→ What you need to do
Quote the lines below exactly, from the one that holds "mouth as a single dot per instance." through the final line of the records, and only those.

(Entries from a pointing dataset)
►

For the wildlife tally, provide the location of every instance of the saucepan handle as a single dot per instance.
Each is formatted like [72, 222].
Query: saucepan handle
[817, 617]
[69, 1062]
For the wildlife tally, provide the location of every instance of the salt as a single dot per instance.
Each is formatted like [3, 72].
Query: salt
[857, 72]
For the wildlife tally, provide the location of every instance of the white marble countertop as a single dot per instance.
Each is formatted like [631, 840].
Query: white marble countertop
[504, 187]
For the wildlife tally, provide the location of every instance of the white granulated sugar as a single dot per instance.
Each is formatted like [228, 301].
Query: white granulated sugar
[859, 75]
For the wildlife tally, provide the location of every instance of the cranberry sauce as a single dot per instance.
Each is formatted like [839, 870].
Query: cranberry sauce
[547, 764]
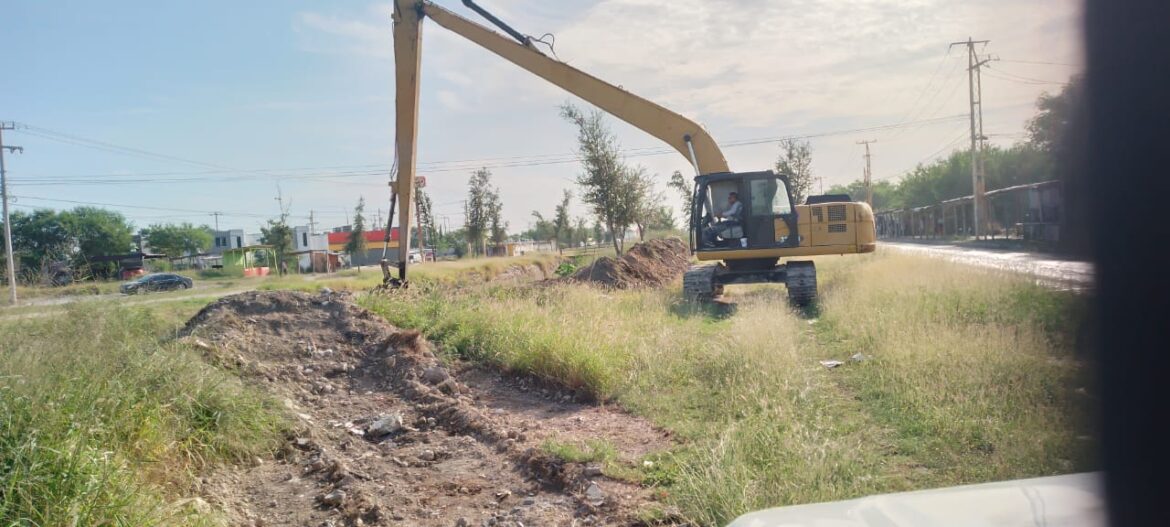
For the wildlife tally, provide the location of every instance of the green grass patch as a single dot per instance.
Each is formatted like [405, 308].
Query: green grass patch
[970, 376]
[104, 419]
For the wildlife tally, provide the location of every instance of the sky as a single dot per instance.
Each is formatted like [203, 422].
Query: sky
[171, 111]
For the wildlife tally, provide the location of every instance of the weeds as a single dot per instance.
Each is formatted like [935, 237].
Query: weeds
[104, 424]
[969, 377]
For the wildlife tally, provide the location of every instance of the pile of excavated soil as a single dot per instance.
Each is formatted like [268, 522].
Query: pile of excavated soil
[389, 436]
[649, 264]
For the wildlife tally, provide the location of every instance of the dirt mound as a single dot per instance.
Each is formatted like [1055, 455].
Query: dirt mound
[389, 436]
[649, 264]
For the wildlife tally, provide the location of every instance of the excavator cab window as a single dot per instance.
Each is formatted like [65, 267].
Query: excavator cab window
[768, 216]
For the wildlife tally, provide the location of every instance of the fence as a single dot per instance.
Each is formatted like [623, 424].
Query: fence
[1030, 212]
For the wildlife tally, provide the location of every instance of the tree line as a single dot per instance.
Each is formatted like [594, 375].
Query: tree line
[1031, 161]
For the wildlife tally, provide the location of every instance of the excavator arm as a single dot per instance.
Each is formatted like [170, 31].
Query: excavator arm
[683, 135]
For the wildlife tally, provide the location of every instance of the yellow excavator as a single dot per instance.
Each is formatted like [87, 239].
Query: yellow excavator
[747, 244]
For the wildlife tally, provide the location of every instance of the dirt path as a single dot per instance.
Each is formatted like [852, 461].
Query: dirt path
[1069, 274]
[387, 436]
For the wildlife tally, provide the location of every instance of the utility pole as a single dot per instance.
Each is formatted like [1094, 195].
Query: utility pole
[975, 94]
[868, 173]
[7, 220]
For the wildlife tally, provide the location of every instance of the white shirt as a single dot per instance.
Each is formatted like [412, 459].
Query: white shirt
[733, 211]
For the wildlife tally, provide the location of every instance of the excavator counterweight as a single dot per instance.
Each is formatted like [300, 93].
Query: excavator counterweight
[765, 227]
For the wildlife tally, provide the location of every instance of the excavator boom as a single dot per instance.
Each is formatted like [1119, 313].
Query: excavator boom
[686, 136]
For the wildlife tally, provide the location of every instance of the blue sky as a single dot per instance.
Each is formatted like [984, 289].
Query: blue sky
[225, 101]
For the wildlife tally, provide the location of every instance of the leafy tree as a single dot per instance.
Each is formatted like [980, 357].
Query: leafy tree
[661, 219]
[562, 225]
[279, 235]
[178, 239]
[542, 230]
[645, 202]
[610, 187]
[1050, 128]
[39, 239]
[686, 190]
[796, 162]
[497, 228]
[580, 232]
[424, 205]
[886, 194]
[97, 232]
[357, 243]
[476, 212]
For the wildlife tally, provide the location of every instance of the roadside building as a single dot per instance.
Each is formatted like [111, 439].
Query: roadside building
[1030, 212]
[374, 244]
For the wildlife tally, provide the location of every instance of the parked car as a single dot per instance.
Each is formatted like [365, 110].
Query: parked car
[156, 282]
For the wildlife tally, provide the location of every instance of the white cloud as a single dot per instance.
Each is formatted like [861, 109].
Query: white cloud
[744, 68]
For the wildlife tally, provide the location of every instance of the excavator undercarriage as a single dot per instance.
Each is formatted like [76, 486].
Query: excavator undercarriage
[765, 227]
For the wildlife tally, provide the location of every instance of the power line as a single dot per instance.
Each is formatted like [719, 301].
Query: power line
[1011, 76]
[439, 166]
[145, 207]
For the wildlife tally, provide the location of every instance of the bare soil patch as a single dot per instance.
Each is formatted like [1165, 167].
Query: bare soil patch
[389, 436]
[649, 264]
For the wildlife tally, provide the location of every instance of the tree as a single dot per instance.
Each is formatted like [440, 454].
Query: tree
[39, 239]
[542, 230]
[562, 225]
[686, 190]
[1050, 128]
[279, 235]
[644, 200]
[497, 228]
[178, 239]
[796, 163]
[97, 232]
[424, 205]
[580, 232]
[357, 243]
[610, 187]
[661, 219]
[476, 214]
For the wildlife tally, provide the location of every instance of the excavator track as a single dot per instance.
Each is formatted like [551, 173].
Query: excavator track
[699, 283]
[802, 282]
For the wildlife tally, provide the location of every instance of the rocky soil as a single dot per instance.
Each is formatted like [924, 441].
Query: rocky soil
[386, 435]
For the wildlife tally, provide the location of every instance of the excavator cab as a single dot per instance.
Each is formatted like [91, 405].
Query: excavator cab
[768, 218]
[771, 225]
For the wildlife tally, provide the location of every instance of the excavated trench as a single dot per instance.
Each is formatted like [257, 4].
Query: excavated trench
[387, 435]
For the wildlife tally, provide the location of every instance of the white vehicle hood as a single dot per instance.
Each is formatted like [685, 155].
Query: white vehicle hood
[1074, 500]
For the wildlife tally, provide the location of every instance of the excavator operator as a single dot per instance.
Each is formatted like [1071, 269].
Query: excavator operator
[730, 217]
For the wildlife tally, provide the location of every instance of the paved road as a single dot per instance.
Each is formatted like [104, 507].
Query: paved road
[1065, 274]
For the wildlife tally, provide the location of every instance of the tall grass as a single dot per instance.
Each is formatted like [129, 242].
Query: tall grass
[968, 377]
[104, 423]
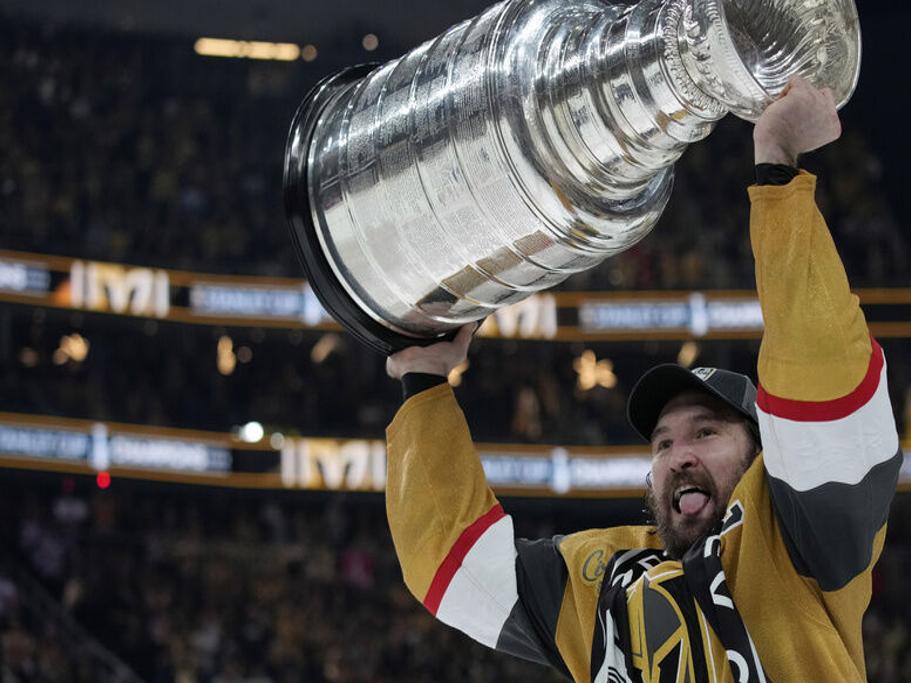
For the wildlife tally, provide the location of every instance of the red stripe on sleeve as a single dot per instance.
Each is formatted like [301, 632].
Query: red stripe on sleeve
[826, 411]
[457, 553]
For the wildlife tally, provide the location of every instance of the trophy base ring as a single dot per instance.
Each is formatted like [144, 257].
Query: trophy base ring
[326, 285]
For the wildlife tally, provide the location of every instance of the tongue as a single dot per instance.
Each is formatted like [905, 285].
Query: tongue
[693, 502]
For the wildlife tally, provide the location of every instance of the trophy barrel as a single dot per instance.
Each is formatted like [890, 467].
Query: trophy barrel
[330, 291]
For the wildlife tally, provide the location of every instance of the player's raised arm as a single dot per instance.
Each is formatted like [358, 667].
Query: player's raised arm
[454, 542]
[831, 447]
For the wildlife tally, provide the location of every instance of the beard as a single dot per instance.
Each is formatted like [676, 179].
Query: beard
[679, 535]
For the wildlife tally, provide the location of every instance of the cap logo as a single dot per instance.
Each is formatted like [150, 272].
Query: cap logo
[704, 373]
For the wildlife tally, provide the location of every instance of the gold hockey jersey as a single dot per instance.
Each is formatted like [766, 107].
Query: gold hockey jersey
[776, 594]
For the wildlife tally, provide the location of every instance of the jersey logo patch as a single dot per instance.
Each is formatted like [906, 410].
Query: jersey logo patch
[704, 373]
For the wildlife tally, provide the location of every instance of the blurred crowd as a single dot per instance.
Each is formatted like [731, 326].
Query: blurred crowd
[137, 150]
[167, 374]
[241, 588]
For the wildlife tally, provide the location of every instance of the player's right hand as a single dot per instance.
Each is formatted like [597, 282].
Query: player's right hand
[436, 359]
[804, 118]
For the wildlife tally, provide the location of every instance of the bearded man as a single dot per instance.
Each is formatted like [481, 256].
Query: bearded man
[770, 506]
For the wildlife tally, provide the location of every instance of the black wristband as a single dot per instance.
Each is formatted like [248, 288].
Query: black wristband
[415, 382]
[775, 174]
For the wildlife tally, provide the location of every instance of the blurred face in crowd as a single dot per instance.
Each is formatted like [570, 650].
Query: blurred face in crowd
[700, 449]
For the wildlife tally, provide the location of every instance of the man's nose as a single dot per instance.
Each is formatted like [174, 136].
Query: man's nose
[683, 457]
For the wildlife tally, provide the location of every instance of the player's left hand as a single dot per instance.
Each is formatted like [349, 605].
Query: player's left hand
[804, 118]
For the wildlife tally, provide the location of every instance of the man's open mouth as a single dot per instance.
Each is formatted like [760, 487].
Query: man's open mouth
[690, 500]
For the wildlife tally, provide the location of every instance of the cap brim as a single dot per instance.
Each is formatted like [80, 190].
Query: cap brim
[656, 388]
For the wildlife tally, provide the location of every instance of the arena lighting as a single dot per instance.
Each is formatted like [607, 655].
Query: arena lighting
[247, 49]
[688, 354]
[225, 359]
[370, 42]
[593, 372]
[455, 375]
[73, 347]
[252, 432]
[324, 347]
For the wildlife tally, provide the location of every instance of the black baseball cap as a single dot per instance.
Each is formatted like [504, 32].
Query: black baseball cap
[659, 385]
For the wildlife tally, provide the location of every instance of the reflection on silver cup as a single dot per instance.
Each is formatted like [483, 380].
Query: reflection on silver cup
[527, 144]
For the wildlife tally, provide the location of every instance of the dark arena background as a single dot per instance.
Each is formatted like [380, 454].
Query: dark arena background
[191, 450]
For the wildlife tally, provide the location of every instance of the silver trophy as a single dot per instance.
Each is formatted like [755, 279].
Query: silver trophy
[527, 144]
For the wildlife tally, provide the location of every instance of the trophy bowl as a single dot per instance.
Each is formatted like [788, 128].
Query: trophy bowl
[526, 144]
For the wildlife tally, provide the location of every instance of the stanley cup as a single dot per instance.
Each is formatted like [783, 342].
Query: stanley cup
[527, 144]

◄

→ Reply
For the wildlife tally, provide the location of every instance of the man's open mouth as a single dot per instance.
Each is formatted like [760, 487].
Query: man's open mouth
[690, 500]
For the wildlife tally, provide the location of every instance of the cap brim as a single dot per instance.
Each is formatted like [80, 190].
Query: cap brim
[656, 388]
For the wildlife tally, provide the location of every instance of the arena lighting as a single dot per instance.
Each is formatted like [607, 655].
Query: arena lighting
[247, 49]
[688, 354]
[225, 359]
[370, 42]
[593, 372]
[455, 375]
[73, 347]
[252, 432]
[324, 347]
For the wildlife tally, provide the location of every instance of the black baseball cap as a single dot per instance.
Each is formatted like [504, 32].
Query: black baseball cap
[659, 385]
For the wildlife tally, provide the location of every instance of the reflection on silver cup as a single dot per instance.
Each is formatted like [483, 380].
Query: reflection on silver cup
[527, 144]
For the wildlife tally, provide the location of every instance of the dark arena background as a single dot per instance.
Each is formatted like [380, 454].
Query: dark arena background
[191, 450]
For the wildlife tally, provide the location of every instance of the silver trophy as a single dot per instance.
Each is formatted like [755, 279].
Query: silver trophy
[527, 144]
For the wildlife tally, provide the location of every instance of the trophy bowl as a single dot per instance.
Each is formatted like [788, 128].
Query: trophy bowl
[526, 144]
For the wildlife tally, provide the location of every instance of the stanley cup as a single dot per instance.
Each is formatted like [783, 342].
Query: stanley cup
[527, 144]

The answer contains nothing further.